WRITTEN TASK
Update the part of the data that opens with the line containing "Task: point to every instance of the bokeh" and closes with the line containing "[[256, 394], [175, 384], [167, 381]]": reproduce those lines with "mottled" changed to "speckled" and nothing else altered.

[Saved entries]
========================================
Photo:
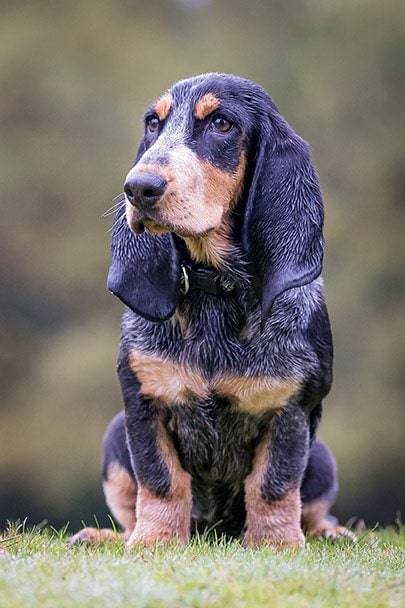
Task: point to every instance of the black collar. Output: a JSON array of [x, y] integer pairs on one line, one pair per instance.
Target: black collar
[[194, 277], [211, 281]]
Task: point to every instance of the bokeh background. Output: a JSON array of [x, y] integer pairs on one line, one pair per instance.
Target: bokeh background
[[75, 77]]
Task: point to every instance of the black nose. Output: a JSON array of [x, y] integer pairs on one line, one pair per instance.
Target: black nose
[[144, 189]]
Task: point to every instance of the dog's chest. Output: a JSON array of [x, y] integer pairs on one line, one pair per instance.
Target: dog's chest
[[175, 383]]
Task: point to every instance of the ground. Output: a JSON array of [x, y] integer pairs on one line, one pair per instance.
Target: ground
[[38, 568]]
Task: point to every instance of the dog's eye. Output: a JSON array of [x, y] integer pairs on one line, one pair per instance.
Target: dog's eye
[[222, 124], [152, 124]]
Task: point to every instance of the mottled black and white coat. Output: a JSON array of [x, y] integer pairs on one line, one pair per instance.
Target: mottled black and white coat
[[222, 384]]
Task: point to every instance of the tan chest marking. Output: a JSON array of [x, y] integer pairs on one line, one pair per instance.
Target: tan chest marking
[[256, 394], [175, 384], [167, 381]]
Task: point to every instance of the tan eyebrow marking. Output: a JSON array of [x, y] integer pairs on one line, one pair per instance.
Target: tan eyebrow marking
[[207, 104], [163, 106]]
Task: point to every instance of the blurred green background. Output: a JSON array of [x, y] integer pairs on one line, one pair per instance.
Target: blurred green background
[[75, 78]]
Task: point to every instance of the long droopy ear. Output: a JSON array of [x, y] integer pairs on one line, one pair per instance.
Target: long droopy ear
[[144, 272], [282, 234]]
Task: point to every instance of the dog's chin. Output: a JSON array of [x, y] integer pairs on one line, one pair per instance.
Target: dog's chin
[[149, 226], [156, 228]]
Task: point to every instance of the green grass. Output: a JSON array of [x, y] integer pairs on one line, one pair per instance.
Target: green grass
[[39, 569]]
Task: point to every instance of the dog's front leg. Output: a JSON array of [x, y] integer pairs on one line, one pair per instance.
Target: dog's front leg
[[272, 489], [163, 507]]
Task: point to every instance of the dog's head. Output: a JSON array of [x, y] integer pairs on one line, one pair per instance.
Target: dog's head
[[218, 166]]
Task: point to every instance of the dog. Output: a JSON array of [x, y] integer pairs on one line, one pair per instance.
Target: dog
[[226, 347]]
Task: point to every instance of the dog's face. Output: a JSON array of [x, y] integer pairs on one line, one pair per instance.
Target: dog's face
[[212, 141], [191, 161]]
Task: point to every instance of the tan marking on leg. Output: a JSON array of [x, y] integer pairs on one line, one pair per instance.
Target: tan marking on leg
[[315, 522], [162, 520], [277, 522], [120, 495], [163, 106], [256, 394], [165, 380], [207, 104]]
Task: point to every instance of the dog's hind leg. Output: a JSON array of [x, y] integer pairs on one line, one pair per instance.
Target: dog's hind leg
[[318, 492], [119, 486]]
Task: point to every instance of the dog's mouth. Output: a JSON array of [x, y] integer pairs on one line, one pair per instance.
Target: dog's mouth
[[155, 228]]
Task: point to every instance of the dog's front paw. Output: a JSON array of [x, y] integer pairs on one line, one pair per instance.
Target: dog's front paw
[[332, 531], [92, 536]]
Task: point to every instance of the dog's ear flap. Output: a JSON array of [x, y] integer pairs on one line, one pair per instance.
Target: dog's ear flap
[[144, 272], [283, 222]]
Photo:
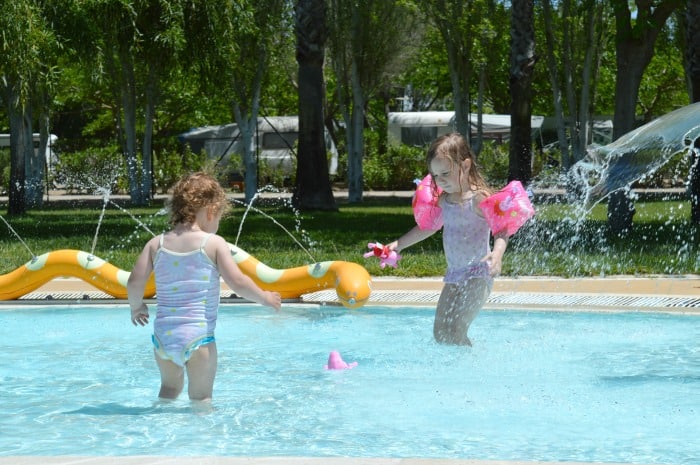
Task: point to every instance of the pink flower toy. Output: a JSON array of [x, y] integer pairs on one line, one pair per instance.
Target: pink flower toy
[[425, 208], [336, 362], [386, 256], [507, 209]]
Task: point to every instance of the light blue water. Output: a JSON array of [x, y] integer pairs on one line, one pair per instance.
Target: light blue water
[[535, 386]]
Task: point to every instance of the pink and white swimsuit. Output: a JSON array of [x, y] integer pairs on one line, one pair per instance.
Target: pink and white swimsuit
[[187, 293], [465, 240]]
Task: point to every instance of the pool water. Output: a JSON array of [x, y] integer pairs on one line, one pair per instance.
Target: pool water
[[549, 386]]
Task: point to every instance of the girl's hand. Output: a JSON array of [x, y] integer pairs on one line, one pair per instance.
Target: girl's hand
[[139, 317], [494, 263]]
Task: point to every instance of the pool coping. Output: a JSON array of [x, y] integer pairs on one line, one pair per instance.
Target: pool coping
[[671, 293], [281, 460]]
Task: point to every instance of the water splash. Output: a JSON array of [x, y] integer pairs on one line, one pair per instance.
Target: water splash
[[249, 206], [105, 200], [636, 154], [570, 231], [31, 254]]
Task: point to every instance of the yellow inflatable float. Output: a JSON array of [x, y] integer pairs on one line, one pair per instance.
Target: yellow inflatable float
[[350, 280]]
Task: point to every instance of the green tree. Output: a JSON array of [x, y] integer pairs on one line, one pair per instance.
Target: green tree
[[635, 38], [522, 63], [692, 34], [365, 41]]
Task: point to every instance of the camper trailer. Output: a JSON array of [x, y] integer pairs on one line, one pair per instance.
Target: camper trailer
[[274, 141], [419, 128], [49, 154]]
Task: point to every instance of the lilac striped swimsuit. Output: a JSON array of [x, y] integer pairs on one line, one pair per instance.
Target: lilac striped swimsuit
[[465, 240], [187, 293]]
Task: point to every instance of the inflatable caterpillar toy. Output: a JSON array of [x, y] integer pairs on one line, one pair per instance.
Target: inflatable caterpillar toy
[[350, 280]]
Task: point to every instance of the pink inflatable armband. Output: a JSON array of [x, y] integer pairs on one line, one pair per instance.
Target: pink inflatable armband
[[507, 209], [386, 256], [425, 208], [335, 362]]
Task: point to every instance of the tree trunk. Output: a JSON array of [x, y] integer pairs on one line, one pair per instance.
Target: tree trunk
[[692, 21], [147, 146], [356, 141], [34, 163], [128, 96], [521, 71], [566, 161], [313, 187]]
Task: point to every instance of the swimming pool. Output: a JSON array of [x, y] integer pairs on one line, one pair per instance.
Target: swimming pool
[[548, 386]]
========================================
EXERCISE SOLUTION
Task: point to every instance of the bokeh background. Output: a JSON array of [x, y] integer pairs on one line, one pair per instance.
Target: bokeh background
[[75, 77]]
Task: point to every instance of the black nose. Output: a JSON array of [x, y] integer pairs on one line, one pair per instance.
Target: black nose
[[144, 189]]
Task: point to every instance of the dog's chest. Output: a JSON array of [x, y] integer pairs on one line, one pair per instance.
Target: dog's chest
[[175, 383]]
Task: point to every instance of the ground. Output: a JSON array of [x, y] integer pairs on one line, one pair per instance.
Target: ground
[[38, 568]]
Task: point to every instance of the dog's eye. Output: a JSON array of [x, y] integer pairs on one line, one pair per instance.
Target: dog's eye
[[222, 124], [152, 124]]
Task: point to every instance of the speckled black and white coat. Output: a JSON array of [x, y] integer pairs on one line, one pair per instance.
Target: speckled black and white coat
[[222, 384]]
Task: point to every instance of the tan chest marking. Output: a JSON array of [x, y] integer pairs on one line, one pair per instance.
Target: tan chest marking
[[256, 394], [175, 384], [167, 381]]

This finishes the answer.